### Excerpt
First, the Estate argues that the TEDRA Agreement is an assignment by David and Paul to Rick and the Gary Family Trust. No particular words of art are required to create a valid and binding assignment. Carlile v. Harbour Homes, Inc., 147 Wn.App. 193, 208, 194 P.3d 280 (2008). Any language showing the owner's intent to transfer and invest property in the assignee is sufficient. Id.

The Estate argues that the TEDRA Agreement served as an assignment by June to Rick of her right to recover the Trust assets from David and Paul. It notes that the distributions David and Paul paid themselves were amounts that rightfully should have been distributed to June. But, this is inconsistent with the claims June brought in her petition, which included claims against Rick. And, through her petition, June did not seek any personal distributions of Trust property or lost income, only that the money "illegally siphoned from the Trust[] be returned as soon as possible." Any equalizing distribution payment under the TEDRA Agreement was not to be made from June's interest or even from the money wrongfully taken by the others, but only from the Trust remainder. June had no interest in the remainder to assign. Moreover, June released any claims she had to the advance distributions. She could not assign what she had released. Therefore, we conclude that June did not intend to make an assignment of a personal right to recover the assets.

### Raw data

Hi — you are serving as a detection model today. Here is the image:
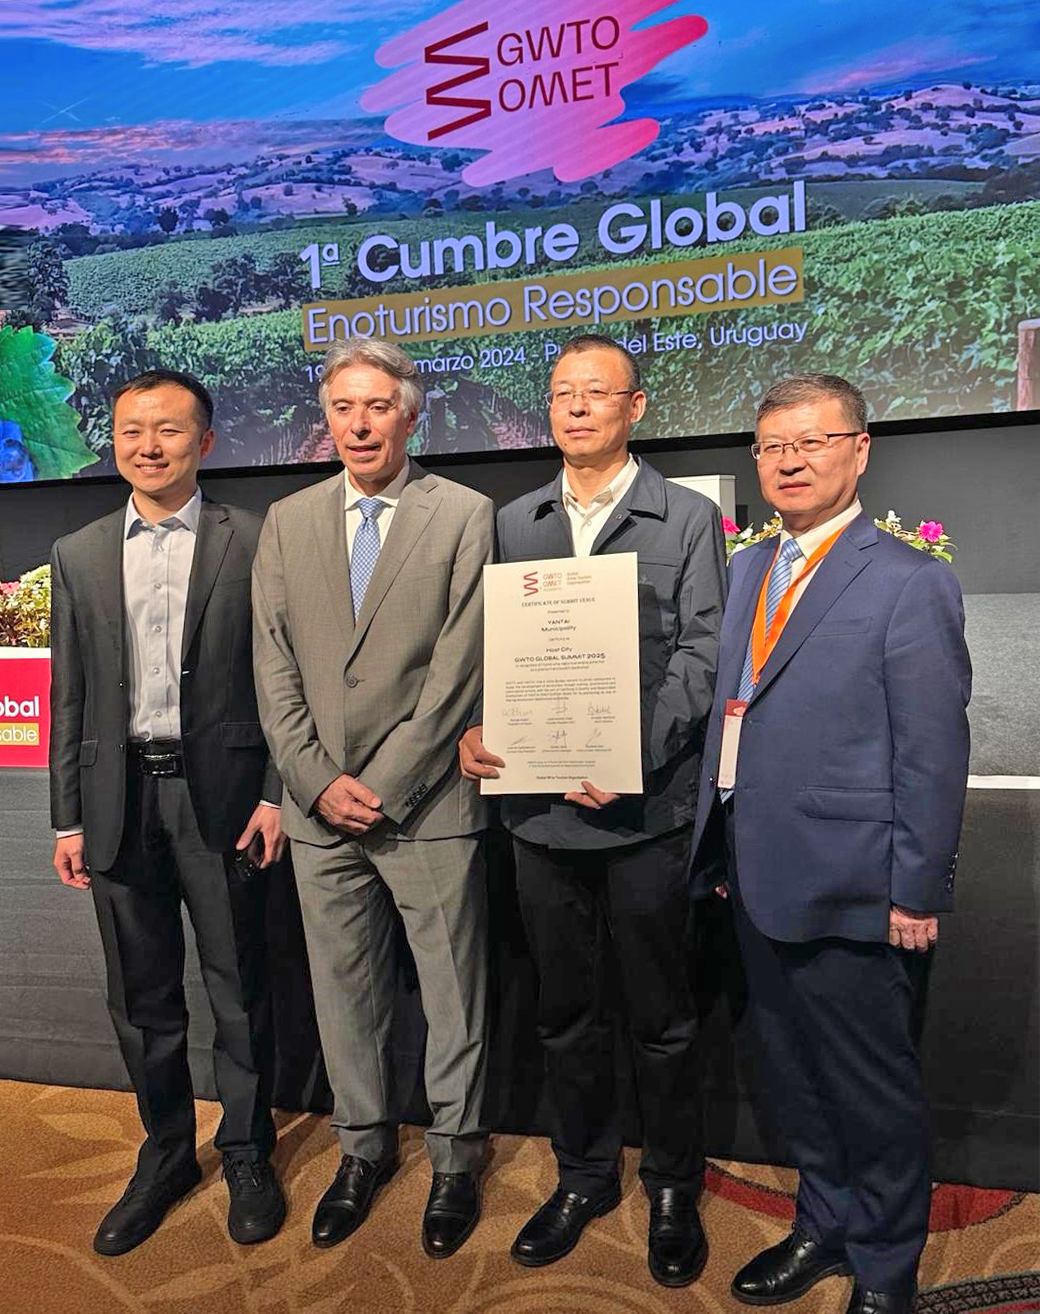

### What you have to do
Continue the court's opinion on the TEDRA Agreement, starting right after its last sentence.

### Answer box
Second, the TEDRA Agreement did not require disgorgement of the advance distributions. Nor did it require anyone who was determined to have received an advance distribution to make an equalizing distribution payment to a brother who had not received a like amount. The TEDRA Agreement provided that the corporate trustee would make payments from the Trust to equalize the advance distributions. Once the equalizing distributions were made, the remaining Trust assets would be divided between the four brothers equally. The advance distributions were treated as charges against that brother's share of the Trust, not as an increase in that brother's interest in the Trust. The brothers who received the advance distributions did not assign any portion of their interest in the Trust to another brother. They merely agreed the others were entitled to receive advances in comparable amounts prior to distribution of the Trust remainder.

The Estate's assignment arguments are without merit.

B. Promissory and Equitable Estoppel

Next, the Estate asserts that both the doctrines of promissory and equitable estoppel entitle it to an equalizing distribution payment. But, the Estate's arguments under both theories rely on the fact that the respondents made a "promise" to Rick that he would receive an equalizing distribution payment that was not kept. But, the right to Trust assets was contingent upon surviving June. The equalizing distribution payments were to occur only after June died. Because Rick predeceased June, he lost any right to equalizing distributions from the Trust. There was no longer any distribution rights to equalize. No promise was broken. We conclude that neither June nor any of the other parties to the TEDRA Agreement ever made a promise of equalizing distribution payments, independent of the Trust survivorship provisions. The estoppel arguments are without merit.

We hold that the trial court did not err when it granted summary judgment in favor of respondents and when it released the deed of trust securing the Estate's claim.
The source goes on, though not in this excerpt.